Passage to read:
[Start]

Perspectives on Sustainability Standards for Biofuel Production
This article is a response to a call for comments on Version Zero of the draft Principles and Criteria for Sustainable Biofuels written by the Roundtable for Sustainable Biofuels after extensive, multi-stakeholder, international collaboration. A running public dialog on these standards is available online at the Bioenergy Wiki.
We need change to a renewable fuels paradigm and we need it to be sustainable.
How do we engage in a massive overhaul of our energy paradigm that impacts on the quality of life of future generations without disturbing the natural order of things?
According to the preponderance of current research on "global warming" we have already disrupted the natural order of things. We need to quickly learn to responsibly manage Earth's resources to correct an imbalance that will not correct itself.
One only has to look at 2008's headlines and editorials to see how important the concept of "sustainability" has become to a wide swath of stakeholders as we move into the renewable energy era. Unfortunately, good news is rarely considered news-worthy to major outlets of opinion journalism. Instead, useful debate about certain sustainability issues has been, in far too many cases, distorted far out of proportion to their real significance. Controversy over "energy return on investment", "food vs. fuel", and "indirect land use change" stole much of the momentum that was being generated in support of advanced biofuel production. Some promising and sustainable projects were lost in the process.

[End]

Items excerpted from a collection
[Start]

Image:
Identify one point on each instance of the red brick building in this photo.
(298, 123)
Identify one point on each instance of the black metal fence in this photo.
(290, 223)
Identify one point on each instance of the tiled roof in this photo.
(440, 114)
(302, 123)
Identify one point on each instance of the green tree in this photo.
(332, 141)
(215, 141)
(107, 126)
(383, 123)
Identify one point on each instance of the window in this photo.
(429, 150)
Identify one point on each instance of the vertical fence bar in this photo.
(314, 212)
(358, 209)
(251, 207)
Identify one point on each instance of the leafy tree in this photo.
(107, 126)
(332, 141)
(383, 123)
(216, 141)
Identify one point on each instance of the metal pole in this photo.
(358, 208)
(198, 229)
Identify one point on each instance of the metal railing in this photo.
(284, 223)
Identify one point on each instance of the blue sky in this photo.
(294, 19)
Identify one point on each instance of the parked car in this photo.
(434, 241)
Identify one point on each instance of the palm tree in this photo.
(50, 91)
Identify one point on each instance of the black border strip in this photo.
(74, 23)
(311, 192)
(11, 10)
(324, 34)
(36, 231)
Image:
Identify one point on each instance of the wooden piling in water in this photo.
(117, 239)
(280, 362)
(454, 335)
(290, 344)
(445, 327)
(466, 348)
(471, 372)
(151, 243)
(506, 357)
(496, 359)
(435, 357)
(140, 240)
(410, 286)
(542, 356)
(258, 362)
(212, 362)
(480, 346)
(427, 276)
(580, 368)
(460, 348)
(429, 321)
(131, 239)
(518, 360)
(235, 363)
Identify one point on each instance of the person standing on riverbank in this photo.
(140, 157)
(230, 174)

[End]

Tasks and exercises:
1: According to the biofuel sustainability article, which organization wrote the draft Principles and Criteria for Sustainable Biofuels?
2: Continue the biofuel sustainability article from the point where it stops.

Exercise answers:
1: The Roundtable for Sustainable Biofuels wrote the draft.

2:
Still, the artificiality of the controversy perpetuated by some of the media is no excuse to disengage from a discussion of the issues. To an extent, controversies draw valuable public interest to the topics under debate. In a sincere attempt to contribute a constructive opinion on these issues, I submit the following comments:
Recognize the threat posed by the status quo.
Renewable biofuels are carbon neutral (or negative) and are getting more plentiful and cleaner (fewer noxious byproducts and a reduction in greenhouse gases). Contrast that with fossil fuels that are carbon positive and getting dirtier (more greenhouse gases emitted from harder to extract and refine resources like tar sands and oil shale).
Before biofuels sustainability criteria are promulgated, it is important to ascertain the level of the challenge and the cost of doing nothing. Even prolonged delay has consequences. Lifecycle analyses of fossil fuel production should be used as a standard for comparison. Distance from well to wheel is a very important variable because it take energy to transport (and transmit) energy.
Credit the achievers.
Creating biofuel alternatives require innovation, creativity, and a significant amount of investment risk-taking.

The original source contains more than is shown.